Are Australian Medical Graduates Ready to Work?

Medical graduates in doctor uniform
Researchers at the University of Tasmania undertook a retrospective survey of contactable medical students who had graduated from Launceston’s Clinical School during 2005-2014 and are now working in the health industry. The students were asked to self-report on preparedness in the survey which was based on one developed by the Peninsula Medical School in the UK and adapted for Australian use. The aim of the survey was to provide information about medical graduate preparedness in relation to patient-centred care and clinical practice capabilities, and whether those leaving university have the right skills to assist Australia’s aging population.

135 medical graduates responded indicating how prepared they were in 44 practice areas including recording patient history and reducing the risk of cross-infection among patients. The survey found most graduates felt prepared in 41 of the practice areas, however many did not consider themselves well or very well prepared in certain crucial areas which included providing nutritional care, clinical governance, and responding to errors. These areas were among six in which at least one in ten respondents felt unprepared and have been identified as requiring training improvements.

Although the results were mostly encouraging, it was deduced from the survey that the results suggest a need for further improving education for medical undergrads and aligning training with the needs of health care employment. However current practicing health professionals argue that some areas require clinical experience which can only be learnt through internship. It may also be that some areas where doctors felt unprepared, such as providing nutritional care, are often provided by other specialists – dieticians in the case of nutritional care – and therefore leads to doctors losing skills in those areas. Other leading health professionals continue to call for more equitable distribution of specialist medical training to combat doctor shortages, particularly in rural and remote communities.

The study, which was published in the Medical Journal of Australia (MJA) is the first study of its type. The Tasmanian researchers believe such type of study can help to shape medical training and should be extended nationally.

= = = =

• **Activity A**
In the article on graduate preparedness, reproduce everything from "135 medical graduates" down to "requiring training improvements.", substituting "skill areas" for "practice areas".
• **Activity B**
List every institution or publication named in the article on graduate preparedness.

• **Information provided**
= = = =

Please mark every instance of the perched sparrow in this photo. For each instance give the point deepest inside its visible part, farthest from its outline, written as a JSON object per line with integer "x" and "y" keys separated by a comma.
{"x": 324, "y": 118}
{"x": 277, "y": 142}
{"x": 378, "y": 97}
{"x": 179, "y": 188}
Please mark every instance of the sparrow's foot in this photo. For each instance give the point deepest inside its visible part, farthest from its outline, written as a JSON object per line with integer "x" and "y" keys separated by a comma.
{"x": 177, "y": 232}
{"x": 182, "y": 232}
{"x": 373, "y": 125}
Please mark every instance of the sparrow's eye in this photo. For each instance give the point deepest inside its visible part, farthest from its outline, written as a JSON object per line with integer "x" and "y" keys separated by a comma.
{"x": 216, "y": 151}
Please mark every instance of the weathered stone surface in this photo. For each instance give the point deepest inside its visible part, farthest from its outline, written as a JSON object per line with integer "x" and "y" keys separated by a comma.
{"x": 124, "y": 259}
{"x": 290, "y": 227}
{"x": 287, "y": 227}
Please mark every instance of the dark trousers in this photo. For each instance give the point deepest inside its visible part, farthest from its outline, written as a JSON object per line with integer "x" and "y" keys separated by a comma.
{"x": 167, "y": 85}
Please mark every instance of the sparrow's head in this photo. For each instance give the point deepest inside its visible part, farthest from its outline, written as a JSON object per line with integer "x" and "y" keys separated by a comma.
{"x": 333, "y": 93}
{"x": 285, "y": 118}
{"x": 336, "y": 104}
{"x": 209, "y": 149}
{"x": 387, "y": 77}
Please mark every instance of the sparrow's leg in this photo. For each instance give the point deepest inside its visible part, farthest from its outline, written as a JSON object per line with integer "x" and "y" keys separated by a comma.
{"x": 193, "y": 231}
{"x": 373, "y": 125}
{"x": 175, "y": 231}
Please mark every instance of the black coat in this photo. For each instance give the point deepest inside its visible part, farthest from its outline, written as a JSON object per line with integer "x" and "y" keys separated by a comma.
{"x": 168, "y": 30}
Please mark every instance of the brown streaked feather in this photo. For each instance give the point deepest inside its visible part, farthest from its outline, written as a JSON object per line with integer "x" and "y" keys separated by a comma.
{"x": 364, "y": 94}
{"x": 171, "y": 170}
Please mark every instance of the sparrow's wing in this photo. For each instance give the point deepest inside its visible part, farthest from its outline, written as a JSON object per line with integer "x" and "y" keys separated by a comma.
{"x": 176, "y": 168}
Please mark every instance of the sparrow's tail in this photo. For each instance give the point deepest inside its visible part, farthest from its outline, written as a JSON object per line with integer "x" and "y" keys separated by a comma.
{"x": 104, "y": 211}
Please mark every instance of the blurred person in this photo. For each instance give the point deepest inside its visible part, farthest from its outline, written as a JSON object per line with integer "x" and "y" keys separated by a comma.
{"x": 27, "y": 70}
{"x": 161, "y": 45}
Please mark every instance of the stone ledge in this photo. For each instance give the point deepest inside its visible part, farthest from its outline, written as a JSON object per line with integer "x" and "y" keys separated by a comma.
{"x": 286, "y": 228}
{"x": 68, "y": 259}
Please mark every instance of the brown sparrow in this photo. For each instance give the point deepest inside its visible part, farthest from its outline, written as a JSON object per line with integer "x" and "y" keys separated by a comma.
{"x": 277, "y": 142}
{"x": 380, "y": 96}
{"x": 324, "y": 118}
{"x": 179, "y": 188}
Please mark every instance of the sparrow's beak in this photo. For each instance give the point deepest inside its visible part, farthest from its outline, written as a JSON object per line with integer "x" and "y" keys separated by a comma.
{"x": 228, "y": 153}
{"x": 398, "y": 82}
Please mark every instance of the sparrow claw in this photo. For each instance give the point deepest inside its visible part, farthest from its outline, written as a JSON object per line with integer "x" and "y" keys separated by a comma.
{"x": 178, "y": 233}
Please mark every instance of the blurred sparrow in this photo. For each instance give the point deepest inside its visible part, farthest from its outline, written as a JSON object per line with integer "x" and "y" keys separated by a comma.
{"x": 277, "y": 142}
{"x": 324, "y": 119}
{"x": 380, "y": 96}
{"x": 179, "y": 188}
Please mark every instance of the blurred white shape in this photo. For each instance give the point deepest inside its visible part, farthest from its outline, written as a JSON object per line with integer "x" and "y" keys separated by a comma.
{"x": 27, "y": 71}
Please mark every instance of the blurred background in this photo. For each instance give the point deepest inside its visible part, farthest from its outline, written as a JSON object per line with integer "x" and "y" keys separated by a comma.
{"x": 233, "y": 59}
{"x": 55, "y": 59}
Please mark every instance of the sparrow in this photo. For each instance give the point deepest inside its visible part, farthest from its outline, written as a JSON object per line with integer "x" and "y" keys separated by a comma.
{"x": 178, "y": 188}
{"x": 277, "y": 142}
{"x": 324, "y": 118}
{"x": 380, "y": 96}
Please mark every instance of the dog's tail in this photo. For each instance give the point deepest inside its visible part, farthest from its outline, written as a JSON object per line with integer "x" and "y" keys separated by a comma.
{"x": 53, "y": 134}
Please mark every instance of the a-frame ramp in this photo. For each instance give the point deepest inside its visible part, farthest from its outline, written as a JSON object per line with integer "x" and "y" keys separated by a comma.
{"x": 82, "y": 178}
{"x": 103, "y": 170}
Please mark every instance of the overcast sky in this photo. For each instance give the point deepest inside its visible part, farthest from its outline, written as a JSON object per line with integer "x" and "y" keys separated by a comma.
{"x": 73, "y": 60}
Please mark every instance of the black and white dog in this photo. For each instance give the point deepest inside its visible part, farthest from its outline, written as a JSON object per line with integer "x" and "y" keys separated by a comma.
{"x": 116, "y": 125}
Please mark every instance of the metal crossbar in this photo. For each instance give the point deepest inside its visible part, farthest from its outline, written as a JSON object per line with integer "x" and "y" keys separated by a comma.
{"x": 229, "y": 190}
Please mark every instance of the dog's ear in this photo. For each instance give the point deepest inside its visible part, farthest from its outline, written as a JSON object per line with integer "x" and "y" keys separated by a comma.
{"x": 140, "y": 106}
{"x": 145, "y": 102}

= = = =

• **Exercise answer A**
135 medical graduates responded indicating how prepared they were in 44 skill areas including recording patient history and reducing the risk of cross-infection among patients. The survey found most graduates felt prepared in 41 of the skill areas, however many did not consider themselves well or very well prepared in certain crucial areas which included providing nutritional care, clinical governance, and responding to errors. These areas were among six in which at least one in ten respondents felt unprepared and have been identified as requiring training improvements.

• **Exercise answer B**
University of Tasmania
Launceston's Clinical School
Peninsula Medical School
Medical Journal of Australia (MJA)